Task instructions =
Copy out only those lines running from the line with "point_to(query) returns one keypoint per instance of the finger" to the end of the listing, keeping each one exactly as it is.

Raw records =
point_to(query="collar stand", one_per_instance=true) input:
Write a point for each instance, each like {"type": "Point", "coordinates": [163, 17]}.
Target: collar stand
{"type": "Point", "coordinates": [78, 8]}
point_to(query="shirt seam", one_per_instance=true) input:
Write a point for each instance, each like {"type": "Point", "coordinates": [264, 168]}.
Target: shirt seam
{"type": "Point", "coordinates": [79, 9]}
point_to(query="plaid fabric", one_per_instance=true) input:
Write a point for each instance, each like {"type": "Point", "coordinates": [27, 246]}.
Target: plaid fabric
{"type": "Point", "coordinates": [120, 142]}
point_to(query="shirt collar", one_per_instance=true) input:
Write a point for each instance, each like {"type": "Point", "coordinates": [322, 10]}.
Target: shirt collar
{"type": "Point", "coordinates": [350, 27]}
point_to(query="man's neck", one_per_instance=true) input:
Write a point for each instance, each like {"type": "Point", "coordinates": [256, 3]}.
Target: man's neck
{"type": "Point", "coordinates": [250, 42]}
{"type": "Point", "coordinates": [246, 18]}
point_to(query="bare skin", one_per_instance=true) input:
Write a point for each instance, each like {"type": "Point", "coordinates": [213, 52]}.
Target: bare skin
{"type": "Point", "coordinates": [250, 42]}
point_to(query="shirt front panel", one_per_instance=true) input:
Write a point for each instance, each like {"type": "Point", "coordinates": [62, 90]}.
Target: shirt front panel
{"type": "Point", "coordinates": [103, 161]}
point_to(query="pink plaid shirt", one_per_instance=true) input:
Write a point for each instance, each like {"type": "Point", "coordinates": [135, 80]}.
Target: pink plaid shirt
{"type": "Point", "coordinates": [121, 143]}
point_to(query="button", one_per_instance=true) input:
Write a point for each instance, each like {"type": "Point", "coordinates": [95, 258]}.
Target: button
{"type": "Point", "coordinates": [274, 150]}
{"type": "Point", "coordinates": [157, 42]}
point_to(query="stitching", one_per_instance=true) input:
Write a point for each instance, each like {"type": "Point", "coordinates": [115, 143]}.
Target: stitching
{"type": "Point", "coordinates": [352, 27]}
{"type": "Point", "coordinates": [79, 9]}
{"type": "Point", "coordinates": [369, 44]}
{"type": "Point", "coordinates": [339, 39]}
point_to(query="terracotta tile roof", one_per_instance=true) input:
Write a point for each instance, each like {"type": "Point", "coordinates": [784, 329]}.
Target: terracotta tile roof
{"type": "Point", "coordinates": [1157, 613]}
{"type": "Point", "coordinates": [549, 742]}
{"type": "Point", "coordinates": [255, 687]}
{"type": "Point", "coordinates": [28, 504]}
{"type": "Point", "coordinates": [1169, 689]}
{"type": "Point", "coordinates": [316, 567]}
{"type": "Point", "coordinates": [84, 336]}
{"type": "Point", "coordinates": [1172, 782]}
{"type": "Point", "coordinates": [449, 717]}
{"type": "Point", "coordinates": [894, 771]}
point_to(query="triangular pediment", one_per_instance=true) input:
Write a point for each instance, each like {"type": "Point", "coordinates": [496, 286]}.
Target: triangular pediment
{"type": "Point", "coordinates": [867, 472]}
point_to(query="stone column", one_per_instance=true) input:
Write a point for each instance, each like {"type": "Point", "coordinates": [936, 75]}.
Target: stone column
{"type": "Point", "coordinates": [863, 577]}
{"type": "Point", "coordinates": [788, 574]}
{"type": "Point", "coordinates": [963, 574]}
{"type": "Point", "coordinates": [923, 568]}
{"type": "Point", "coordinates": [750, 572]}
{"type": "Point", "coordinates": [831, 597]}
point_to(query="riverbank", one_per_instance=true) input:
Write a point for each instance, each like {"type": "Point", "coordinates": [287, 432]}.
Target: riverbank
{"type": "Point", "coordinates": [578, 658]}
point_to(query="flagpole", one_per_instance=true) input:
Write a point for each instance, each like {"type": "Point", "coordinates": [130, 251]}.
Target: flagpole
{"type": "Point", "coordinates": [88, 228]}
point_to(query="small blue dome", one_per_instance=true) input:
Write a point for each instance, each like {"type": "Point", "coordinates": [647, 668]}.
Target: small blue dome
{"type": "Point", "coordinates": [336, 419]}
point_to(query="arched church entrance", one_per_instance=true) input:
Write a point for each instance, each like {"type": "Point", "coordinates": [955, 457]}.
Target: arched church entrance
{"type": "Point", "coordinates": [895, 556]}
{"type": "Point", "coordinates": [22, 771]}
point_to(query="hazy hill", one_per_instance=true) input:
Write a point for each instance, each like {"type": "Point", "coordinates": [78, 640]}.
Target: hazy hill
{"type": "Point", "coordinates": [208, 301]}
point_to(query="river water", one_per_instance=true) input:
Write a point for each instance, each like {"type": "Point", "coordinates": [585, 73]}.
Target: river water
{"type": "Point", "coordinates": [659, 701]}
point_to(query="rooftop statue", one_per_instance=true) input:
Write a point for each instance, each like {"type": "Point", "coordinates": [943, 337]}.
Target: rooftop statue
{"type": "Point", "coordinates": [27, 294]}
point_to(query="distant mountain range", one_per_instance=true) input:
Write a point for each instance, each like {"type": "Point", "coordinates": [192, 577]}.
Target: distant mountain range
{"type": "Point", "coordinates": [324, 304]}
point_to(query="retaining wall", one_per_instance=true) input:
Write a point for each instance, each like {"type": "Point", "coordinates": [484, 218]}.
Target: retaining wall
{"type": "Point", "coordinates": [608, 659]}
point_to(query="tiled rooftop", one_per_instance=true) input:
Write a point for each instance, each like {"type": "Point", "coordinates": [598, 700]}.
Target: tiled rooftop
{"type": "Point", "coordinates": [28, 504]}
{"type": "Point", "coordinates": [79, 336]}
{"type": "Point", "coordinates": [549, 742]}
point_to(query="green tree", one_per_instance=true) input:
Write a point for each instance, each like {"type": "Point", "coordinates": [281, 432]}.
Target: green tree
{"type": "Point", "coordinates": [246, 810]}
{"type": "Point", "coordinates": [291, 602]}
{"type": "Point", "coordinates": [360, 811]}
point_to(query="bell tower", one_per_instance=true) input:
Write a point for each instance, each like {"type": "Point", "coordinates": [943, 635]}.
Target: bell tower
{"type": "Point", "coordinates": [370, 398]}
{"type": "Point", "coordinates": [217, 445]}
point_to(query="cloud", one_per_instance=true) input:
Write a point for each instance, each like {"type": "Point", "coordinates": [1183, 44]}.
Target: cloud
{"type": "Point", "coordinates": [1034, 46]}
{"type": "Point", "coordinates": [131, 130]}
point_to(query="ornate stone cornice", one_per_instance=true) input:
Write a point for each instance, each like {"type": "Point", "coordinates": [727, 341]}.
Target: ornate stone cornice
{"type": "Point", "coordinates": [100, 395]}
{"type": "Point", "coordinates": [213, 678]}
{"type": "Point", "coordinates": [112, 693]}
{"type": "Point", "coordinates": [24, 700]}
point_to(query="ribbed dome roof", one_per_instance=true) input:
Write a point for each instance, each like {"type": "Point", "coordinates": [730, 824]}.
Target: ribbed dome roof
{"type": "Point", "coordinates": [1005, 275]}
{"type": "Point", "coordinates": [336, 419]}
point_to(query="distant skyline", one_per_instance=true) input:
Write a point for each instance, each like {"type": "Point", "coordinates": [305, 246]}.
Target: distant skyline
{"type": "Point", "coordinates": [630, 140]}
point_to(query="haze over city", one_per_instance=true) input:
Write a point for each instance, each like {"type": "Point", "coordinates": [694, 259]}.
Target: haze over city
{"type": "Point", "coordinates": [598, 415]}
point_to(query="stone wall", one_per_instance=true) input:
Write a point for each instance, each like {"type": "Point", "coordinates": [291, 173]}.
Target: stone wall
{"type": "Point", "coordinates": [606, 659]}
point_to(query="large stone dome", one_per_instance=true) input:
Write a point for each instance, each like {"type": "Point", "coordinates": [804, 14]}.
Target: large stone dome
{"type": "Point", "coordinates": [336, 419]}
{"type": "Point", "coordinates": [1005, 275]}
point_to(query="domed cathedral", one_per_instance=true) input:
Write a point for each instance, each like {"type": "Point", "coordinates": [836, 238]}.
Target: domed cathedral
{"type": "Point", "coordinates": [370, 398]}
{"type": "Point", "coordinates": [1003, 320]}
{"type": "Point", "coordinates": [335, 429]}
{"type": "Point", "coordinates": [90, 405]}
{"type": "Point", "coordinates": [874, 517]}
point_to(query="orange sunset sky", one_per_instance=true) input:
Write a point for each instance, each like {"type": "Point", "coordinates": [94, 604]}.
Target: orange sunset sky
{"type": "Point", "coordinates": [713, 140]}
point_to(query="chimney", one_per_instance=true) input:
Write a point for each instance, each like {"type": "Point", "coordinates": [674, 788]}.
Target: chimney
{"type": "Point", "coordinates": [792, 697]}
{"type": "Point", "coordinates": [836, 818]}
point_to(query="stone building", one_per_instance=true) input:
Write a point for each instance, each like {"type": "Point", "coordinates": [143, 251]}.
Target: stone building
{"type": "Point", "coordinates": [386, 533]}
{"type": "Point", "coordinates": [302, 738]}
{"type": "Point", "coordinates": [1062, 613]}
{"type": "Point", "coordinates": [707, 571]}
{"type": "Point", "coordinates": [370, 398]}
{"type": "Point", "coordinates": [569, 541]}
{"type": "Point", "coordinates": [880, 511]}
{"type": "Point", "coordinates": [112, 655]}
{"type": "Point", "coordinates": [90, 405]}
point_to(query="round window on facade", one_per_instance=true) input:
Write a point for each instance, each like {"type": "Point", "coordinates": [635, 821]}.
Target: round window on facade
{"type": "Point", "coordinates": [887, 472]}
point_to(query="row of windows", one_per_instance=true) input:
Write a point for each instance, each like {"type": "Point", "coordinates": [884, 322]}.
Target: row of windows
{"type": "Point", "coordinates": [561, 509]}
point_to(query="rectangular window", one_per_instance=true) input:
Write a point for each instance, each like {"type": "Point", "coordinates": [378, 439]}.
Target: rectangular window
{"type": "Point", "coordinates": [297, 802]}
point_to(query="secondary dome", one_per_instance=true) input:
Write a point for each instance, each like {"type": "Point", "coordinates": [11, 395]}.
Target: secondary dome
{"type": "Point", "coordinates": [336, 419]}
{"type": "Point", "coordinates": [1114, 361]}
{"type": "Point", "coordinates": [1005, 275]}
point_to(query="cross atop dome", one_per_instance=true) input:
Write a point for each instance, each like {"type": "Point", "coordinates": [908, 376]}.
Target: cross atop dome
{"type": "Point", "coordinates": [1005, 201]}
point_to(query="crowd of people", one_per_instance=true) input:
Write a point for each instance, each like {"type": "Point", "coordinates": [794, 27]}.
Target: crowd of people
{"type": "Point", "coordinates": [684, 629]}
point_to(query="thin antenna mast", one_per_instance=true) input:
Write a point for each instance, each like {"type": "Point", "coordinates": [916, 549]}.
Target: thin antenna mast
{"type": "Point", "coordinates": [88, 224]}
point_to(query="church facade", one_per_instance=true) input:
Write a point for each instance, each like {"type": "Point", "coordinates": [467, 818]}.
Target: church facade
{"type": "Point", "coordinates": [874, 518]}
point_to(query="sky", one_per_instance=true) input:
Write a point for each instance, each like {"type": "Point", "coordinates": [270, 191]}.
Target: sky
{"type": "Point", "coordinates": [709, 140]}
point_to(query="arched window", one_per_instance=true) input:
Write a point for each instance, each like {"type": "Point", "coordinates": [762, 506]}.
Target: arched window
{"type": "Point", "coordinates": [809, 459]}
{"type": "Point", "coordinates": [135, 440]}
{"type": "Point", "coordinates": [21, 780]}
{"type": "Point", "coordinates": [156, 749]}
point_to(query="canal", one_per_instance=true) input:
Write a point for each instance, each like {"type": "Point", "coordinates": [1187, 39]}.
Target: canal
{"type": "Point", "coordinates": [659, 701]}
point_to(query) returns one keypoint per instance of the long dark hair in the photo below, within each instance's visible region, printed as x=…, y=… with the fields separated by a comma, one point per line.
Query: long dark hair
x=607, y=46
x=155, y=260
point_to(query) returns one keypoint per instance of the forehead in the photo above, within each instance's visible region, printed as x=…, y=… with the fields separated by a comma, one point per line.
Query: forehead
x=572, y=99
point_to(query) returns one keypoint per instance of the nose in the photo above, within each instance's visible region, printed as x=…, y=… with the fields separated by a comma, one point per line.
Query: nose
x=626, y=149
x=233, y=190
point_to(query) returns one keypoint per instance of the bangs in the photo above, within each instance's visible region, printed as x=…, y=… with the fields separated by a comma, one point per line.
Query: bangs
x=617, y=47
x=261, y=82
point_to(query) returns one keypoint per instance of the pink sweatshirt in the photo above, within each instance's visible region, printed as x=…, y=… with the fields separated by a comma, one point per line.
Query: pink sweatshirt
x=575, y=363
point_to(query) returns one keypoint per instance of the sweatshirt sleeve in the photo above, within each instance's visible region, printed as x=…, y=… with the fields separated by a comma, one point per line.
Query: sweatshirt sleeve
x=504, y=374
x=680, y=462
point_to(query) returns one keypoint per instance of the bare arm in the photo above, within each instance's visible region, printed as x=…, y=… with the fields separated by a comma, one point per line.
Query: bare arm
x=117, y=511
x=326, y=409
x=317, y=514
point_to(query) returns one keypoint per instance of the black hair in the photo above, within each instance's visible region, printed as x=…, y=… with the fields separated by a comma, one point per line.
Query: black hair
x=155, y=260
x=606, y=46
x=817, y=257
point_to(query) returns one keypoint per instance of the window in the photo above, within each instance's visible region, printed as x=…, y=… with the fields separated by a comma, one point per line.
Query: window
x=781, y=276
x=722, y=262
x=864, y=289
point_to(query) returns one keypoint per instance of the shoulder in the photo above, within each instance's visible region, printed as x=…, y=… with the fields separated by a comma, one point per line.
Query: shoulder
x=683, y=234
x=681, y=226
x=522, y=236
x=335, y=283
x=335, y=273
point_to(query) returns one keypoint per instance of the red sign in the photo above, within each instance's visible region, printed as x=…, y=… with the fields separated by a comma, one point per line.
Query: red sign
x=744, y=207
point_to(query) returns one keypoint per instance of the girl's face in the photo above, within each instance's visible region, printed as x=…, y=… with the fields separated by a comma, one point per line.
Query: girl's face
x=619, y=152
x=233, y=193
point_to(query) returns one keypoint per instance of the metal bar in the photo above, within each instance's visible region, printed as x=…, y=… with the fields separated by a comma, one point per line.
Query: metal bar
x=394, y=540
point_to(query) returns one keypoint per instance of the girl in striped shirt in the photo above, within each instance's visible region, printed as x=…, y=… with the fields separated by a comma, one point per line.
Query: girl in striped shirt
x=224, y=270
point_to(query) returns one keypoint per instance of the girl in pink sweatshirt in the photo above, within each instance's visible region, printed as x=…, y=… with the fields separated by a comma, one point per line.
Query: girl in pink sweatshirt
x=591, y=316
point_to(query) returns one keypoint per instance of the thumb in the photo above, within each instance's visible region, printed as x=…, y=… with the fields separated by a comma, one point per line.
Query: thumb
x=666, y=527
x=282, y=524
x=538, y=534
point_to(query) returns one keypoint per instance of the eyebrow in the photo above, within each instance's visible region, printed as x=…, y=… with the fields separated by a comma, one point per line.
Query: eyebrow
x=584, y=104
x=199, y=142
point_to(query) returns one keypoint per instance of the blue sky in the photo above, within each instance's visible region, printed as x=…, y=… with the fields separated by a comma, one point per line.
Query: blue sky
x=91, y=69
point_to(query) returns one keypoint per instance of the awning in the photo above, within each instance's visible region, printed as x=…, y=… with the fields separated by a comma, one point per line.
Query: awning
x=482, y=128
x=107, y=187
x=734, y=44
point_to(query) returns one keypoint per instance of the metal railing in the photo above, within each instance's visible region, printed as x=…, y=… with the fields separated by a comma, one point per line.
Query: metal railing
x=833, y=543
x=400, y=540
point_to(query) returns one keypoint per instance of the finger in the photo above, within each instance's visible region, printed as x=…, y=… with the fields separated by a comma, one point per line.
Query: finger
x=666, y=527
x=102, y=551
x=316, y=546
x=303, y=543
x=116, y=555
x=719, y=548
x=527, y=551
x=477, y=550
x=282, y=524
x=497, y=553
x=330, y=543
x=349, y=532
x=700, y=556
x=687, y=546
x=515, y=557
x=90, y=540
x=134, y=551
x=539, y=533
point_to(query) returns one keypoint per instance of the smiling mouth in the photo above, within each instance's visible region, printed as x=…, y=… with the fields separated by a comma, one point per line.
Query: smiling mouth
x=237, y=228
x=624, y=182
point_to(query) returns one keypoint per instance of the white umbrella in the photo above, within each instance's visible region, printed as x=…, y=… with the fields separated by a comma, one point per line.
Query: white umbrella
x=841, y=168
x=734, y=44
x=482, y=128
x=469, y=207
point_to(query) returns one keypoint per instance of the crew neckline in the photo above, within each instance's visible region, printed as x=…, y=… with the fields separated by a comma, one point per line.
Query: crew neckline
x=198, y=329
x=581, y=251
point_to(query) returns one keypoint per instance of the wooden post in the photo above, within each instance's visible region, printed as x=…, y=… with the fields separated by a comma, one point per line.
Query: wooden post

Exercise response =
point_to(query) returns one keypoint per instance of the finger in the photo above, within each instance's visible region, printed as x=…, y=… with the fields separated by a comma, one point per line.
Query: finger
x=666, y=527
x=102, y=551
x=316, y=546
x=303, y=543
x=116, y=555
x=719, y=548
x=527, y=551
x=477, y=550
x=282, y=524
x=497, y=553
x=330, y=543
x=349, y=532
x=700, y=556
x=687, y=546
x=515, y=557
x=90, y=540
x=134, y=551
x=539, y=533
point_to(query) returns one keypoint per instance of the smiling mouth in the photo above, within each instance's visible region, printed as x=…, y=… with the fields separated by a comma, one point per line.
Query: smiling mouth
x=237, y=228
x=624, y=182
point_to(query) returns one keypoint per instance of the white umbrella in the photo above, within each instance's visible region, printed as x=…, y=… with the fields separated by a comma, one point per line.
Query: white umbrella
x=841, y=168
x=734, y=44
x=482, y=128
x=469, y=207
point_to(query) returns one keypoint per instance of the crew neckline in the photo above, within each instance's visible region, printed as x=…, y=… with the fields separated by a comma, one point per line.
Query: crew neckline
x=198, y=329
x=581, y=251
point_to(query) returns one keypoint per instance of the wooden post in the photo above, within each instance's visible region, printed as x=…, y=… with the fields separated by a comma, one point per line.
Query: wooden post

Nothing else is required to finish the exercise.